Data section:
--
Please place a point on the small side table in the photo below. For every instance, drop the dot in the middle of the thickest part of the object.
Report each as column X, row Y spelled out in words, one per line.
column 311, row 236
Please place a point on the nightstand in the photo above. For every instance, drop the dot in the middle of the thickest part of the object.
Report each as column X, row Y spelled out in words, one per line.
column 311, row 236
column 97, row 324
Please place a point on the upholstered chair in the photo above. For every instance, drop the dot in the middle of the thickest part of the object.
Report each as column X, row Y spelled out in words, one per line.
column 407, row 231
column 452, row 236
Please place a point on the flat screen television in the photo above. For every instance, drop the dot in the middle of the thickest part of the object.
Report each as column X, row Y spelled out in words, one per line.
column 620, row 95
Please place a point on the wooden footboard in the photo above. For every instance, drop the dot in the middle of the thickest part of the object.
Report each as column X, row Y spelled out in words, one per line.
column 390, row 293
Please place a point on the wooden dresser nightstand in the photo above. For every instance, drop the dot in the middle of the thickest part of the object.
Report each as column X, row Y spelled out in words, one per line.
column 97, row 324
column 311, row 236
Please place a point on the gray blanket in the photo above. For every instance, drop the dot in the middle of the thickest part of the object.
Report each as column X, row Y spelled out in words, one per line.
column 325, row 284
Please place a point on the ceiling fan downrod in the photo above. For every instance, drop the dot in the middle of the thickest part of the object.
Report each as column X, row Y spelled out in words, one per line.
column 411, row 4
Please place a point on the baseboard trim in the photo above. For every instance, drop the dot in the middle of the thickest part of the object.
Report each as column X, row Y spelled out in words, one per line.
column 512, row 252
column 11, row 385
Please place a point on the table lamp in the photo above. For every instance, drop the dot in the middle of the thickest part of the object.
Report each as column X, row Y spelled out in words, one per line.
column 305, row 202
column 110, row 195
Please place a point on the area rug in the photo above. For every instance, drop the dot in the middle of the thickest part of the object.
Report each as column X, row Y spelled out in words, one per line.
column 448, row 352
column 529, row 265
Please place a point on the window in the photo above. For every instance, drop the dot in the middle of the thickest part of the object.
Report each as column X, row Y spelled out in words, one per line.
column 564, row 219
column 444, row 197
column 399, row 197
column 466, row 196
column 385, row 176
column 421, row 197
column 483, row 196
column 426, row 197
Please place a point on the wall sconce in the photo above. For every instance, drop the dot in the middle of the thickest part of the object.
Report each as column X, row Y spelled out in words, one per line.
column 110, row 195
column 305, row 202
--
Task to complete:
Can you copy out every row above word for word, keeping each one on its own line?

Response to this task:
Please place a point on the small side table in the photo below. For every instance, drop the dot in the middle of the thickest part of the object.
Report each as column X, row Y spelled out in words, one per line.
column 311, row 236
Please place a point on the nightstand in the photo above. For every instance, drop the dot in the middle of the thickest part of the object.
Report each as column X, row Y spelled out in words, one per line.
column 311, row 236
column 97, row 324
Please place a point on the upholstered chair in the photo above. For every instance, drop the dot in the middle of the thickest part of the object.
Report each as column X, row Y spelled out in words, one per line.
column 407, row 231
column 452, row 236
Please place a point on the flat screen television in the photo above. For every instance, drop the dot in the middle of the thickest part of the object.
Report each as column X, row Y spelled out in words, one per line.
column 620, row 95
Please place a point on the wooden footboard in the photo above. For every instance, drop the dot in the middle of the thickest part of the object.
Report each as column X, row Y spelled out in words, one per line.
column 390, row 293
Please place a point on the wooden dresser nightstand in the photo above. For every instance, drop the dot in the middle of the thickest part of the object.
Report each as column X, row Y spelled out in words, one per line.
column 97, row 324
column 311, row 236
Please place a point on the gray blanket in the photo above. For every instance, drop the dot in the middle of the thickest part of the object.
Report each as column X, row Y spelled out in words, one per line.
column 325, row 284
Please place a point on the ceiling fan downrod in the photo above. For every instance, drop the dot in the middle of the thickest part of the object.
Report each as column X, row Y spelled out in words, one per line.
column 411, row 4
Please place a point on the baseboard trim in the photo above. For every instance, drop the dot in the middle of the thickest part of the object.
Report each as column X, row Y spelled out in words, one per line.
column 512, row 252
column 11, row 385
Please place a point on the table lamp in the photo above. For every instance, drop the dot in the middle of the thickest part of the object.
Report each as column X, row Y spelled out in words, one per line.
column 305, row 202
column 110, row 195
Please place a point on the area rug in the photo above. For every instance, drop the dot in the middle of the thickest part of the object.
Report each as column X, row Y spelled out in words, one per line.
column 448, row 352
column 529, row 265
Please place a point on the window in the photo above. For every instance, drop the dot in the middle of the thickest part of the object.
Report each as column X, row Y spelled out in words, one per line.
column 564, row 219
column 444, row 197
column 399, row 197
column 466, row 196
column 385, row 176
column 421, row 197
column 483, row 196
column 426, row 197
Please place a point on the wall sconce in the photo above. For every instance, drop the dot in the middle of the thickest part of the object.
Report each as column X, row Y spelled out in words, one per line.
column 110, row 195
column 305, row 202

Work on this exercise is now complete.